[Items from a data source]
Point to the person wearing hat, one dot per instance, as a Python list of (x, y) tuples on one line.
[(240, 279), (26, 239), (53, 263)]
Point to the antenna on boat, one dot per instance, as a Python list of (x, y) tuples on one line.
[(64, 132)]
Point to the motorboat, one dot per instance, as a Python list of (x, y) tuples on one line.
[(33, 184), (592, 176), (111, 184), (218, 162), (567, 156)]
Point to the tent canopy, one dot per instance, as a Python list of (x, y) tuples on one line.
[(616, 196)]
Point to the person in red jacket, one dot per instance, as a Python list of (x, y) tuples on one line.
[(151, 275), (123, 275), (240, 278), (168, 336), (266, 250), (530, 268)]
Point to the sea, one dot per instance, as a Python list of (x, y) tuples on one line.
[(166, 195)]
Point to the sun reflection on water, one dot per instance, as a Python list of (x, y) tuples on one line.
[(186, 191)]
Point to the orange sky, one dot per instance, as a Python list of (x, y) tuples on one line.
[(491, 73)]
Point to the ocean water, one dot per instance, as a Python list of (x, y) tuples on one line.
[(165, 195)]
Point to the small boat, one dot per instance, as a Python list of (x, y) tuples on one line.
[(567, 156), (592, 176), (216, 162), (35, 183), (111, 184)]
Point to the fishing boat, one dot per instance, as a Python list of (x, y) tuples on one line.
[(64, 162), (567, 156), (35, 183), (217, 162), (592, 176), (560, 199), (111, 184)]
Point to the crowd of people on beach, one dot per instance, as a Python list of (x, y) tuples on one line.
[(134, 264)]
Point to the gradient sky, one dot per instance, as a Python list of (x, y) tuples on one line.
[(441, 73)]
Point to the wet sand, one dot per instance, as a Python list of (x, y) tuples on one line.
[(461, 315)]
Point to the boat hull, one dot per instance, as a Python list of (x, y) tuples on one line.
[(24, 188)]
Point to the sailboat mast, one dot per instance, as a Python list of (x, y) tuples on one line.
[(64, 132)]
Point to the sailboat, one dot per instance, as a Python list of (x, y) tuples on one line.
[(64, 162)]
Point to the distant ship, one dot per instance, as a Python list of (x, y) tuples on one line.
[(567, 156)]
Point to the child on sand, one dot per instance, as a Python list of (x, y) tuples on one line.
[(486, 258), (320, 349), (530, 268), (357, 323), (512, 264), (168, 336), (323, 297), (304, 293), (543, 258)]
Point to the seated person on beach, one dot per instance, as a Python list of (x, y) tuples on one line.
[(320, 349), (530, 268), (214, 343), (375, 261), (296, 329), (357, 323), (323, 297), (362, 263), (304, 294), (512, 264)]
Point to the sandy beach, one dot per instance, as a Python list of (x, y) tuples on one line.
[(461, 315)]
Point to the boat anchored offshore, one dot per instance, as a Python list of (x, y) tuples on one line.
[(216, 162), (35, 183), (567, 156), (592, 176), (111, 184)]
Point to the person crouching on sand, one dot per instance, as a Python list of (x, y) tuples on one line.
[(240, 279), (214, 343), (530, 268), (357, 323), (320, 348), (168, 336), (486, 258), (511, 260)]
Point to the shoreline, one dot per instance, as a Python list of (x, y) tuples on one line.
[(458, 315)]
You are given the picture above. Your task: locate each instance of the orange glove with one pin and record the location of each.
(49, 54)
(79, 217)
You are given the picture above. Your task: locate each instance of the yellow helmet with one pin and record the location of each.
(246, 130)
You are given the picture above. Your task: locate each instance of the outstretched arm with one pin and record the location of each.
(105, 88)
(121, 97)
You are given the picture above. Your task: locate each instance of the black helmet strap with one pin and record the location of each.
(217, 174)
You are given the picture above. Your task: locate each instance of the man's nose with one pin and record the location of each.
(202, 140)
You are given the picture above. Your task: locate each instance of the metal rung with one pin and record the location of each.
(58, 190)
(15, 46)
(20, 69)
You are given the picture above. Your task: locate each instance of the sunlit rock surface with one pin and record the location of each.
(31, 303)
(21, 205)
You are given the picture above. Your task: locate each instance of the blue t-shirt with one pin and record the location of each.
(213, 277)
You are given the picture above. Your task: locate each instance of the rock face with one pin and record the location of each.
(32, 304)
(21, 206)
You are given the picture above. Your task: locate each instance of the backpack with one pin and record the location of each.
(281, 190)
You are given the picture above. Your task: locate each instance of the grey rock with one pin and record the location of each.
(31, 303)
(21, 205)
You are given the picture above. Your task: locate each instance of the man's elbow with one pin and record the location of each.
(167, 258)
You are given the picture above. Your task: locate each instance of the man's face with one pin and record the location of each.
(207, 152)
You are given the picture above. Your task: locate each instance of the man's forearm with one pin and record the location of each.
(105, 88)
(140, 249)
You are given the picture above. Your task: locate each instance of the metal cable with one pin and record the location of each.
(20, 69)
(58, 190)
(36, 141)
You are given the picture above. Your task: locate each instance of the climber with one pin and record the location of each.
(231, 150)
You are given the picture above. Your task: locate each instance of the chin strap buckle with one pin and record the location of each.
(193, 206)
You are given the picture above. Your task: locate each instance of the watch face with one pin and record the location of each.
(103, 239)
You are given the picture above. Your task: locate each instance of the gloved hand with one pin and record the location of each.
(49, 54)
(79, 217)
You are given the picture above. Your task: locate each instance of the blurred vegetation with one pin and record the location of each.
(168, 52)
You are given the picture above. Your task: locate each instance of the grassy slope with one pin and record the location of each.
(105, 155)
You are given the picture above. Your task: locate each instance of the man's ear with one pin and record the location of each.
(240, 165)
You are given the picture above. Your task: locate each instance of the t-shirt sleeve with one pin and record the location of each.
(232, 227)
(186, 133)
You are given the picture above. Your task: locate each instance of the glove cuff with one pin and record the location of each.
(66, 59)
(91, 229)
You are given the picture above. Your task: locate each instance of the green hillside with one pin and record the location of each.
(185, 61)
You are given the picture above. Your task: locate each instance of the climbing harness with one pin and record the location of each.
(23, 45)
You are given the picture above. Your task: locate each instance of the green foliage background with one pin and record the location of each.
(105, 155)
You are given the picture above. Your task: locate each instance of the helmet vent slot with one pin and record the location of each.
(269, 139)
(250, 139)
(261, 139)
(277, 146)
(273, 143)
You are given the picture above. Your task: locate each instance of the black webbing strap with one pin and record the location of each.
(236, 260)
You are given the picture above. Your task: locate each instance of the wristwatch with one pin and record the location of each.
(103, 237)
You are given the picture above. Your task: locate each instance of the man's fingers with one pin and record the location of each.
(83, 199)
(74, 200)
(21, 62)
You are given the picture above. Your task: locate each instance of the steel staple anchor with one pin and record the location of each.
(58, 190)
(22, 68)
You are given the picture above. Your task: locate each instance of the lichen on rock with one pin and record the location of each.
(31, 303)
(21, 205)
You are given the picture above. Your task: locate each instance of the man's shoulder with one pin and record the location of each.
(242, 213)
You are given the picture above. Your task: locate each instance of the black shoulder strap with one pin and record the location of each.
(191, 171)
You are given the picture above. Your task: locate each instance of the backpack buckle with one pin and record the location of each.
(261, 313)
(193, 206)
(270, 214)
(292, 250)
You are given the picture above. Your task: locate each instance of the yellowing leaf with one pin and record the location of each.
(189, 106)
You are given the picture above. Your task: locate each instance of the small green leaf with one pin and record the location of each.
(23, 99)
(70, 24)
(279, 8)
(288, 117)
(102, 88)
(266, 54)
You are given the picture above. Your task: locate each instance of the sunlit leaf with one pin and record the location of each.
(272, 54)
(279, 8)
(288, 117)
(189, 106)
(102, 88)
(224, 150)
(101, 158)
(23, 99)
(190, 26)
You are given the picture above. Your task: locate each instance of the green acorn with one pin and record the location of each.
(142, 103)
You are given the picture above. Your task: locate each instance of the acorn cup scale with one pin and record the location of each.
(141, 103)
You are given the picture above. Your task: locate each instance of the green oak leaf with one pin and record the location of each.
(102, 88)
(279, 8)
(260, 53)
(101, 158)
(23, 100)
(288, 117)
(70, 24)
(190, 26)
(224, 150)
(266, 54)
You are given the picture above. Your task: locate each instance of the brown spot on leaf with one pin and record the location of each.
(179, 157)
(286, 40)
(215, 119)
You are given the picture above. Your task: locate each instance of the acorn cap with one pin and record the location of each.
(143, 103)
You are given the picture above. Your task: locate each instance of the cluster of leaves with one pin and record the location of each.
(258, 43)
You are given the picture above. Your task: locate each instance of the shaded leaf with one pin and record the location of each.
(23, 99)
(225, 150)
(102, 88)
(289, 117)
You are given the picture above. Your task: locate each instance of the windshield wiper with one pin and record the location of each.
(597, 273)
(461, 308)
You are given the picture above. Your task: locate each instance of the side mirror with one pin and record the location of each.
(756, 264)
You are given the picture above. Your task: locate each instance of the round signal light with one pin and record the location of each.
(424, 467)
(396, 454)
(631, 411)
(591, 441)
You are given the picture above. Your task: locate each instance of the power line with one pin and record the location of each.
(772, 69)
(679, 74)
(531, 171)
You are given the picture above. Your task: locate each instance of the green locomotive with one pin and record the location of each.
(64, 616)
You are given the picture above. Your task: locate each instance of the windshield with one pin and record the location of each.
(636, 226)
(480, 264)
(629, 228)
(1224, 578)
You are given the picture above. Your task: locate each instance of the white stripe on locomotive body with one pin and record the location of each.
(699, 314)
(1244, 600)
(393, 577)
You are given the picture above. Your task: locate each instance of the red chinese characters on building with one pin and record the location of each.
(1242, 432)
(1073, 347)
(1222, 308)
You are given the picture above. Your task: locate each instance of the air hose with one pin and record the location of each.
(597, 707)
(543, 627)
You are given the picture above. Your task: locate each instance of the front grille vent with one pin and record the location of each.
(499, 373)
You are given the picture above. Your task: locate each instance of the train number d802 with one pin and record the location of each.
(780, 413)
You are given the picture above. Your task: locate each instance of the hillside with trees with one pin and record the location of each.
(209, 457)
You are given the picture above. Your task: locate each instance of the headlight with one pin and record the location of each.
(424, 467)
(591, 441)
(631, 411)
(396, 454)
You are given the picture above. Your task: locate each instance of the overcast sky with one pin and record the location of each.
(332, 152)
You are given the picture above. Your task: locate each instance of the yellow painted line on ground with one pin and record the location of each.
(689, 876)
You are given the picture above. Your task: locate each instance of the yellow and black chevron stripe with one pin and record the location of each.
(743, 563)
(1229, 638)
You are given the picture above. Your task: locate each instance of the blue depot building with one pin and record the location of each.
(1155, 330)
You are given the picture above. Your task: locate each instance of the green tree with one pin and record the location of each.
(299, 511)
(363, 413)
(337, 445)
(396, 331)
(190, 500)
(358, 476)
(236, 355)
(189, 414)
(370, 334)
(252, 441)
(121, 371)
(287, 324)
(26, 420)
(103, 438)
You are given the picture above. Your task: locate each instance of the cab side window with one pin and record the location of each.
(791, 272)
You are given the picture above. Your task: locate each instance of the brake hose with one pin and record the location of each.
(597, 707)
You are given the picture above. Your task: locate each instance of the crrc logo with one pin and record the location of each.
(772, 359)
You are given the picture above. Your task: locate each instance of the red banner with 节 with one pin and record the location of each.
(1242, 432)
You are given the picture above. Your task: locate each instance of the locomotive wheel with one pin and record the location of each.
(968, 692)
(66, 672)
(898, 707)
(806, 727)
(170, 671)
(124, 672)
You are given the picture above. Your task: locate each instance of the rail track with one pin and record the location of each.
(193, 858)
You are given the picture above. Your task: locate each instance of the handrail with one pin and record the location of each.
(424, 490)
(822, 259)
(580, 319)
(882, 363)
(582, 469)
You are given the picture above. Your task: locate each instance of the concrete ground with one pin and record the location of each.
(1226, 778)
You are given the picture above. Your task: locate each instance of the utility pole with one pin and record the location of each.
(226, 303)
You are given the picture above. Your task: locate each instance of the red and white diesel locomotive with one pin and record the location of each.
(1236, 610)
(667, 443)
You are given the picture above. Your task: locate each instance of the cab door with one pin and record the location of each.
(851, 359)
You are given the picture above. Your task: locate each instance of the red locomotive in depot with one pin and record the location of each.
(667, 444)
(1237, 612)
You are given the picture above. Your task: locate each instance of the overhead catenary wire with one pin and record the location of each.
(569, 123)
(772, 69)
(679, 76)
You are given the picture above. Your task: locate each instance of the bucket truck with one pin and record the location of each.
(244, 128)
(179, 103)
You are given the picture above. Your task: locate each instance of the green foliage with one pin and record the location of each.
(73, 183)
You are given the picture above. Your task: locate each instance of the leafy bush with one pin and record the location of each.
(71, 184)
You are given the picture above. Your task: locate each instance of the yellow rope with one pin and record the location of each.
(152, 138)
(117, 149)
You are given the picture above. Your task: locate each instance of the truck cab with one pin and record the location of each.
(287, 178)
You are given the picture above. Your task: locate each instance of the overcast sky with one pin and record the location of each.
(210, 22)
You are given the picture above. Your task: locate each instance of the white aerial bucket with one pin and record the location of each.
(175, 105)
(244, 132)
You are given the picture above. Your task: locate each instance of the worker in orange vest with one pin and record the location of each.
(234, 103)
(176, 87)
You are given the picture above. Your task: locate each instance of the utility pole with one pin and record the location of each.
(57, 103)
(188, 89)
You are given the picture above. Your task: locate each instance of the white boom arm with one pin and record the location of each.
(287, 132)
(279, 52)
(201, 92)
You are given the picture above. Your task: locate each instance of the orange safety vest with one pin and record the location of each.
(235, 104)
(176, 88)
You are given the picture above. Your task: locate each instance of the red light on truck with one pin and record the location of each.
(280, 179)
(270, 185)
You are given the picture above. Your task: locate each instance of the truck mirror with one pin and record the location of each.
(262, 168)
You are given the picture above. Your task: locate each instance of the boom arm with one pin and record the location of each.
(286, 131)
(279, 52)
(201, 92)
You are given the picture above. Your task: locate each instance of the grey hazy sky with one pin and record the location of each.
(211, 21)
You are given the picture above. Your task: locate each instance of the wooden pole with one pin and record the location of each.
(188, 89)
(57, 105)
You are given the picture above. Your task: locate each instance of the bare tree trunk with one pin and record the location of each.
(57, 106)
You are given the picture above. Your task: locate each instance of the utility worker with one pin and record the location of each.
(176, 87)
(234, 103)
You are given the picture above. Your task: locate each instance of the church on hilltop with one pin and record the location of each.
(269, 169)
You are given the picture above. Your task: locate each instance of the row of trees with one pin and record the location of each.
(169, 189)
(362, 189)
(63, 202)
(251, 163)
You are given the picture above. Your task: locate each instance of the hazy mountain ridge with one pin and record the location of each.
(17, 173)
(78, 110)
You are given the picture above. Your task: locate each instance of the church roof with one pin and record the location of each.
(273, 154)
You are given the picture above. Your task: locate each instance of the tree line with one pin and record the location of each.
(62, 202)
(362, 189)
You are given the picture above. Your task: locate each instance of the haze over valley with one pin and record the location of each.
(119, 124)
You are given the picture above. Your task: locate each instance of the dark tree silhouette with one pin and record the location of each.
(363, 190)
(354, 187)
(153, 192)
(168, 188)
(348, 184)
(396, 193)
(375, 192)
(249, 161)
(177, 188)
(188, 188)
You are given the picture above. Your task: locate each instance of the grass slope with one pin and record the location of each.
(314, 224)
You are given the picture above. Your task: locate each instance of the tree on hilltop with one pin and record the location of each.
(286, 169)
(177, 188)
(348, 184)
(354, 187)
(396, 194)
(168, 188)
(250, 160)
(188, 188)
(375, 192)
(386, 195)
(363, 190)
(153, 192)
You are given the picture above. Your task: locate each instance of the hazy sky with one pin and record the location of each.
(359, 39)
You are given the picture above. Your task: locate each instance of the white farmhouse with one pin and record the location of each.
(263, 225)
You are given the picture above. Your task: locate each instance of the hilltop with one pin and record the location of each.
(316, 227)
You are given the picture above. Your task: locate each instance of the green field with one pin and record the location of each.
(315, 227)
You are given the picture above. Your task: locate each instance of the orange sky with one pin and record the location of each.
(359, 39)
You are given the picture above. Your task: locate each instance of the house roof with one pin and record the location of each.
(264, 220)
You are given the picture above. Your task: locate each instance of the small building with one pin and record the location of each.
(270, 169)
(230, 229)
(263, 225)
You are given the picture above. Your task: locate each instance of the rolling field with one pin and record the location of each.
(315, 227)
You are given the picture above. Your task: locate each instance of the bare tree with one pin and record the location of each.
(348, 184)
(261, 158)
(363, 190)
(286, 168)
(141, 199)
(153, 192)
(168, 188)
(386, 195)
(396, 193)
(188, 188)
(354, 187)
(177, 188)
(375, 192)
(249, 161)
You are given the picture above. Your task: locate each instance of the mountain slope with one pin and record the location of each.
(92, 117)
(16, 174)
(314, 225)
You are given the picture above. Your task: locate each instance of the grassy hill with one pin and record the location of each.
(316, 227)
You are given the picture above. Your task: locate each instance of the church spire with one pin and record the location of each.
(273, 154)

=== Problem to solve ===
Exactly the lines from the one that holds "the small building" through the final line of the records above should be written out, and only those.

=== Task result ===
You are given the picture above. Your task: locate each instance of the small building with one pin and record the location of each.
(270, 169)
(230, 229)
(263, 225)
You are given the picture above. Your task: locate each instance of the rolling field with one pin and record the location of each.
(315, 227)
You are given the picture above. Your task: locate each instance of the bare tree with one pin and record the location of each.
(348, 184)
(261, 158)
(363, 190)
(286, 168)
(141, 199)
(153, 192)
(168, 188)
(386, 195)
(396, 193)
(188, 188)
(354, 187)
(177, 188)
(375, 192)
(249, 161)
You are given the picture above. Your task: locate each instance of the mountain slope with one pin and record the location of each.
(92, 117)
(16, 174)
(314, 225)
You are given the picture above. Your task: locate each instance of the grassy hill with one pin and record the location of each.
(316, 227)
You are given the picture above. Your task: locate each instance of the church spire with one pin and record the location of each.
(273, 154)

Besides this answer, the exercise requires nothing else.